WHAT TO PRODUCE.
Arrange the lines below as a numbered list, leaving out any blank lines. Begin at the line that contains "Q: Point to the mercedes actros" and stop after the line that contains "x=370, y=227", including both.

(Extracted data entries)

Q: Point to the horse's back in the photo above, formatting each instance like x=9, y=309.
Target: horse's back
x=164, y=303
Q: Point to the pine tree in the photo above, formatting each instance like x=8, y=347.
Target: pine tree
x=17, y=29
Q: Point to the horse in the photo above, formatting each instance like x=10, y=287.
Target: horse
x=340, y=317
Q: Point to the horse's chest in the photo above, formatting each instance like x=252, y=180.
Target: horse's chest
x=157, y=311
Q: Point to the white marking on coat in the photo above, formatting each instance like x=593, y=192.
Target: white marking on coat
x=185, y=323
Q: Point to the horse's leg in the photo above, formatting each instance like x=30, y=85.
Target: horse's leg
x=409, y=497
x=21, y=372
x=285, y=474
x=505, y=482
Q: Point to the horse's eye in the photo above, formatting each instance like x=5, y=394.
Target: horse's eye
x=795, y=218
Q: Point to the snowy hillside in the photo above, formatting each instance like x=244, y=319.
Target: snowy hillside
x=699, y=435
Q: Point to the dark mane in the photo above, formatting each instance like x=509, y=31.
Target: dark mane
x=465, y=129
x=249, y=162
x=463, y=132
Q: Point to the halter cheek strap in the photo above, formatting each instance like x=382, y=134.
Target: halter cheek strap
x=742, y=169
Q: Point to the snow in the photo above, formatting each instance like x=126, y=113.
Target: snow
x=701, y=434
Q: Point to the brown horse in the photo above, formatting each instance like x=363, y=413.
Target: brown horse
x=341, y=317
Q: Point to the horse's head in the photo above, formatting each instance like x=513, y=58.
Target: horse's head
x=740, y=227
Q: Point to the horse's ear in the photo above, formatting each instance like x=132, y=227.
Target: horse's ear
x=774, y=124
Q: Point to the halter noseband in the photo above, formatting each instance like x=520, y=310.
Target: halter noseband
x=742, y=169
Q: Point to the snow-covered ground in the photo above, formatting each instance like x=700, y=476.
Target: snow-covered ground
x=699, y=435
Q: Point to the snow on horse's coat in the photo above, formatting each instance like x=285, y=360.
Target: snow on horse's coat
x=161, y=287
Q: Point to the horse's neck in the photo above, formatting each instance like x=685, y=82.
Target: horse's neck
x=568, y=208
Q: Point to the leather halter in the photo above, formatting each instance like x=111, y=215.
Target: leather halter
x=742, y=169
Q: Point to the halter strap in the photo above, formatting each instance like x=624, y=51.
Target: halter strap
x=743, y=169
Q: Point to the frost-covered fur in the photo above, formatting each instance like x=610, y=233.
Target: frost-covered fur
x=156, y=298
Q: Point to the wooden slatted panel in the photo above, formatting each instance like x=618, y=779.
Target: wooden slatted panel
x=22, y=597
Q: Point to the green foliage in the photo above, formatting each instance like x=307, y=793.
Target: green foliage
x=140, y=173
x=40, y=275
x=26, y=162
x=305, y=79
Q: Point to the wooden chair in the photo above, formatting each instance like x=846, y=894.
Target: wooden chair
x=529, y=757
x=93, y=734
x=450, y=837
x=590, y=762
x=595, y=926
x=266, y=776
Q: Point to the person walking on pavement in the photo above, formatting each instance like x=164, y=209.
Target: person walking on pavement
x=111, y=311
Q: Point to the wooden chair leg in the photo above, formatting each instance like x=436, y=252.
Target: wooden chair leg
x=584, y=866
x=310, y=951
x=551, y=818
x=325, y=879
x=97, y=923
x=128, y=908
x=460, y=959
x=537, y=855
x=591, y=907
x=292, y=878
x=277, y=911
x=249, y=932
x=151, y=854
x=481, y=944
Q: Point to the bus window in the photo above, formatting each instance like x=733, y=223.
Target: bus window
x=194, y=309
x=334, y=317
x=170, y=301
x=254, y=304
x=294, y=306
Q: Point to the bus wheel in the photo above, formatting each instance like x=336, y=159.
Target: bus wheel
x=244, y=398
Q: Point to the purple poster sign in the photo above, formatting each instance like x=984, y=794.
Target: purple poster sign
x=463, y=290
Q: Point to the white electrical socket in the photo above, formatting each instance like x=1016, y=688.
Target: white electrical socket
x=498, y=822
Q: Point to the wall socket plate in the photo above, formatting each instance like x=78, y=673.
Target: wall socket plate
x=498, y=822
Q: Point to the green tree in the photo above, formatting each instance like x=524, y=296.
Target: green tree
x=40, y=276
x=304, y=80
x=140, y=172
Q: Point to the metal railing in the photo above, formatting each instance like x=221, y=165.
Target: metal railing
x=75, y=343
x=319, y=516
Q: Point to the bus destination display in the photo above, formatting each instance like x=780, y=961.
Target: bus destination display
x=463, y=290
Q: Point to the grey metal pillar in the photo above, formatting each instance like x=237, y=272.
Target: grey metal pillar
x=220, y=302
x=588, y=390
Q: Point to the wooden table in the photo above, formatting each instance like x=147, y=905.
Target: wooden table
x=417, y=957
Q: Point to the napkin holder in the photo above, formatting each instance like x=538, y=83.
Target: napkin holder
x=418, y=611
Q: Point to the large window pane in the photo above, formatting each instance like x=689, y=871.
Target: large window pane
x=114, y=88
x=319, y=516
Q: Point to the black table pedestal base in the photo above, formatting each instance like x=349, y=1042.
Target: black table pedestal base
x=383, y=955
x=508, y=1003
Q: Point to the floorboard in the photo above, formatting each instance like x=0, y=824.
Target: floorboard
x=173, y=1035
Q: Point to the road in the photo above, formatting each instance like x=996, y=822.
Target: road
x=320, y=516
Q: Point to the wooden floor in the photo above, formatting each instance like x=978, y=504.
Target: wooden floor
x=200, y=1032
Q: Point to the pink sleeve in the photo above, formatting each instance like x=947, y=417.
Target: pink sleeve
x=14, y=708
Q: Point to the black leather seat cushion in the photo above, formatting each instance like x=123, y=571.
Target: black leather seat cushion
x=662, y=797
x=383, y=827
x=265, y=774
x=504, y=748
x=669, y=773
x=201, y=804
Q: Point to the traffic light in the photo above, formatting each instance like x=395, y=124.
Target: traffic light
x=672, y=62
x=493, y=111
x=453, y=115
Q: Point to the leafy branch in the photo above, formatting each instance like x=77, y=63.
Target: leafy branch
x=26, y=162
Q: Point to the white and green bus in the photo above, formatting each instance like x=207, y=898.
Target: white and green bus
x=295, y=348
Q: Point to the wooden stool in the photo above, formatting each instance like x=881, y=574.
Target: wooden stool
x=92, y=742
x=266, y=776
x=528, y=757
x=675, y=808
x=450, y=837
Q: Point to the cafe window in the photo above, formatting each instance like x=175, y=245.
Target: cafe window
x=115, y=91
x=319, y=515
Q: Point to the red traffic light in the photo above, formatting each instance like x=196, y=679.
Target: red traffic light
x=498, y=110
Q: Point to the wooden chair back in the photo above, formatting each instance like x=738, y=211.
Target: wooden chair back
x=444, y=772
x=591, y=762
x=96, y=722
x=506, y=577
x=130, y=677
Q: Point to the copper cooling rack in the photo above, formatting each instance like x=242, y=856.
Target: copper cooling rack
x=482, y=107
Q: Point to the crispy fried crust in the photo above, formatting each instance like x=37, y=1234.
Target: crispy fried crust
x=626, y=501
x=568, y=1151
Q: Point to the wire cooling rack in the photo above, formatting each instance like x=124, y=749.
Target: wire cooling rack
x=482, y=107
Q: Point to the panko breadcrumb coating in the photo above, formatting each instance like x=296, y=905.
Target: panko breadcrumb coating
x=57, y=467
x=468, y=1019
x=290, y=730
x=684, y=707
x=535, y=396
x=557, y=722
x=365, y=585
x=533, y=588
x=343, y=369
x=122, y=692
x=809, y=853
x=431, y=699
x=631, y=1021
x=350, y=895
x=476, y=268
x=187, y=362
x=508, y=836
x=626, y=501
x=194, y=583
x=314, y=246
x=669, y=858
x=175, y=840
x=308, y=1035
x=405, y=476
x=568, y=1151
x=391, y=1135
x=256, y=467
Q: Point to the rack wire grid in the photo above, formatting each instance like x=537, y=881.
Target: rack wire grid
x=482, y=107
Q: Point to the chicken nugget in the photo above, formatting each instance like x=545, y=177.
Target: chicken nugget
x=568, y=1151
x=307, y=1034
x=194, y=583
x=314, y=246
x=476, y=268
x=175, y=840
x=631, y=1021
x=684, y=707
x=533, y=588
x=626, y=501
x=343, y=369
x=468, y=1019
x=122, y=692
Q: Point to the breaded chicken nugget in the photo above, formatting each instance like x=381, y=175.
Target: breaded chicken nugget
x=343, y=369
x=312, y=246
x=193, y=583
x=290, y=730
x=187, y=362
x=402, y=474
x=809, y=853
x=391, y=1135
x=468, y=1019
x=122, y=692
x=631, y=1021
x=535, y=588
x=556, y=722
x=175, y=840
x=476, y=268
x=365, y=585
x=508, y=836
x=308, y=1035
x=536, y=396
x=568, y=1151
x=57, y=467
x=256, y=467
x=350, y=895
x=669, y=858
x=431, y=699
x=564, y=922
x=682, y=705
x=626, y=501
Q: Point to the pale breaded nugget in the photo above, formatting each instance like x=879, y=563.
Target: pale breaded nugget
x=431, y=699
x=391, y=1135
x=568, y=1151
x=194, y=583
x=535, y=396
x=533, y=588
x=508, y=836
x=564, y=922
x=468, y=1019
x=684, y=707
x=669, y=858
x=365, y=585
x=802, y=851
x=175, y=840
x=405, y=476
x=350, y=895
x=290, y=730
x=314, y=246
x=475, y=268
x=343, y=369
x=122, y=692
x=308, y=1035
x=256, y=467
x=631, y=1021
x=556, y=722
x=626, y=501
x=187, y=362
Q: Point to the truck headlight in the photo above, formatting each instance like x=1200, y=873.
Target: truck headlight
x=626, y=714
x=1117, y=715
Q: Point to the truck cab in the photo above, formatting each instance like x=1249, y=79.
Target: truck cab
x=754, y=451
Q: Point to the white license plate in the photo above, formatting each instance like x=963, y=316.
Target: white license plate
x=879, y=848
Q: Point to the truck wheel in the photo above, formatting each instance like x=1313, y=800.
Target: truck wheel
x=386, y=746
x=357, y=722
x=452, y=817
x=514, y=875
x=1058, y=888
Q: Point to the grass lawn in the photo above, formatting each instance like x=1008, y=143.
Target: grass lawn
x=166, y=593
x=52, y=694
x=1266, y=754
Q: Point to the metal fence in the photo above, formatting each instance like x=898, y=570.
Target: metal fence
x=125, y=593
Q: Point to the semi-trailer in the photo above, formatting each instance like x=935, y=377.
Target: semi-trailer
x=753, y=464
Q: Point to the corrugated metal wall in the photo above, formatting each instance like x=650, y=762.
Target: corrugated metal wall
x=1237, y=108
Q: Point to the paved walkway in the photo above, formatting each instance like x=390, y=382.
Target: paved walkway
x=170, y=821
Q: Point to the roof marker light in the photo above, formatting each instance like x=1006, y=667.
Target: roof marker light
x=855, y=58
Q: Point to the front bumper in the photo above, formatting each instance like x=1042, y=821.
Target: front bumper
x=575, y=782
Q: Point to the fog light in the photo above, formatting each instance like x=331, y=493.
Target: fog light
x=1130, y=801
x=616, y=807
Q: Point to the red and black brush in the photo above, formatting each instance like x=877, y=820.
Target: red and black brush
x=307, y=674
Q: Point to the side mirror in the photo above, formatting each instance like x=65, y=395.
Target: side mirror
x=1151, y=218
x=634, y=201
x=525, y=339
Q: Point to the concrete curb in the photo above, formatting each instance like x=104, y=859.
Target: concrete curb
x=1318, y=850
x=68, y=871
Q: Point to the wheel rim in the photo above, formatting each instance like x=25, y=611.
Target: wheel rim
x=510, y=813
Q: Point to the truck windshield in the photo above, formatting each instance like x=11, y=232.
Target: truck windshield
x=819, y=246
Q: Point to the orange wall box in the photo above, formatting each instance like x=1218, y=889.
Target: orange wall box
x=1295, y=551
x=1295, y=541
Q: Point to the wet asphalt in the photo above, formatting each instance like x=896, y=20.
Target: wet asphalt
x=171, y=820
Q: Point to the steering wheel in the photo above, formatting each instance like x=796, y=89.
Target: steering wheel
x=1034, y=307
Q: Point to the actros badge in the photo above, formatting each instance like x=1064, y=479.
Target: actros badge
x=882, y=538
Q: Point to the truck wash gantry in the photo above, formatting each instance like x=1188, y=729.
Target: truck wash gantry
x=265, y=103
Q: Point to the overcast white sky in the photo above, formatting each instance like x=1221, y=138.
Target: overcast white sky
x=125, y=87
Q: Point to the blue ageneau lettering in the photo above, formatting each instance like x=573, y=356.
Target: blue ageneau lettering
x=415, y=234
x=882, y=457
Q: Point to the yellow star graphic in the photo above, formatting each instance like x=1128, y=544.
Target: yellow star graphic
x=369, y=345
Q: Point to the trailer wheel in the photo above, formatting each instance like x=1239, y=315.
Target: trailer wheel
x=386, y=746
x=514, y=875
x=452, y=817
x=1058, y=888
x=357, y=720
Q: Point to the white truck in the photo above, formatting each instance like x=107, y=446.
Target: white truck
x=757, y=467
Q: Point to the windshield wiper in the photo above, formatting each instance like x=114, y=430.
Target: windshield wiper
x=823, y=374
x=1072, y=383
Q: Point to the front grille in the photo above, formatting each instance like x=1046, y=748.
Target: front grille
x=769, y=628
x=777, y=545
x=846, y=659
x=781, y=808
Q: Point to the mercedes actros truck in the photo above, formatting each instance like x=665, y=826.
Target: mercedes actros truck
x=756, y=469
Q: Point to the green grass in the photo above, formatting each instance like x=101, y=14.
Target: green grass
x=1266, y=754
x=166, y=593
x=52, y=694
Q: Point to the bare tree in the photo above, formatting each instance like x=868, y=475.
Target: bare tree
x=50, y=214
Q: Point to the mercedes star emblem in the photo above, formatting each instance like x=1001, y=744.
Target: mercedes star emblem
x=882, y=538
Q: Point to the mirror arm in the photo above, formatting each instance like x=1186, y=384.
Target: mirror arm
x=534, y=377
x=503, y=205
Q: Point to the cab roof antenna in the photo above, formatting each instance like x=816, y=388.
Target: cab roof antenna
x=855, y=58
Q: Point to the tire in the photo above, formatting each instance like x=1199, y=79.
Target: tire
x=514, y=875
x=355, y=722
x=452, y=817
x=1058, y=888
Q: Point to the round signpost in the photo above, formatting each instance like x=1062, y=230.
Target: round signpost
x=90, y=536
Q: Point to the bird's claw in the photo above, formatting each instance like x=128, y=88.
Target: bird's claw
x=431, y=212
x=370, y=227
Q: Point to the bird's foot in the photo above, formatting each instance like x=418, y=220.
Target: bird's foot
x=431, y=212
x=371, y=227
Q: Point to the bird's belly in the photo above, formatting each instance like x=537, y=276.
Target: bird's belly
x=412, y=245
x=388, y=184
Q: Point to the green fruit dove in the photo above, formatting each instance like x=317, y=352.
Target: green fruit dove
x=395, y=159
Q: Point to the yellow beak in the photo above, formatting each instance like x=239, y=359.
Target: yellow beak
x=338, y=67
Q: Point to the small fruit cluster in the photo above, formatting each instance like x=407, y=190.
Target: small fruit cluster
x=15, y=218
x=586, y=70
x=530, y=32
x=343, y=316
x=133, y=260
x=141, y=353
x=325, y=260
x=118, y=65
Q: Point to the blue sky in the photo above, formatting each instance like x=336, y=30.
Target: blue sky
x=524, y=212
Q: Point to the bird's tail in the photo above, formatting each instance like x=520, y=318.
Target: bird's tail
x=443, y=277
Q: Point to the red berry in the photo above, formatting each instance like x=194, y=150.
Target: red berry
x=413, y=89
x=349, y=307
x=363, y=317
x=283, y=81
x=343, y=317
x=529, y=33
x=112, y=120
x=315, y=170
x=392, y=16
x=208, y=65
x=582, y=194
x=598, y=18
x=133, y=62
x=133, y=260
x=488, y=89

COMPLETE ANSWER.
1. Q: Point to the mercedes actros truck in the photo above, formatting each instance like x=665, y=826.
2. Target: mercedes actros truck
3. x=756, y=469
4. Q: Point to the green grass in the photo above, formatting each instance like x=101, y=14.
5. Target: green grass
6. x=1266, y=754
7. x=166, y=593
8. x=52, y=694
9. Q: Point to the bare tree in the photo above, formatting each instance like x=868, y=475.
10. Target: bare tree
11. x=50, y=214
12. Q: Point to the mercedes star emblem in the photo above, formatting each instance like x=1001, y=744.
13. Target: mercedes star emblem
14. x=882, y=538
15. Q: Point to the mirror arm in the photo above, formatting each instance like x=1186, y=384.
16. Target: mirror arm
17. x=534, y=377
18. x=503, y=205
19. Q: Point to the cab roof antenna in the photo above, formatting each instance like x=816, y=388.
20. Target: cab roof antenna
21. x=855, y=58
22. Q: Point to the tire in the photo above, formatting each instance like x=1199, y=79.
23. Target: tire
24. x=514, y=875
25. x=355, y=722
26. x=452, y=817
27. x=1058, y=888
28. Q: Point to the round signpost in the photo above, formatting each instance like x=1062, y=230.
29. Target: round signpost
30. x=90, y=536
31. Q: Point to the bird's claw in the photo above, formatting each instance like x=128, y=88.
32. Target: bird's claw
33. x=431, y=212
34. x=370, y=227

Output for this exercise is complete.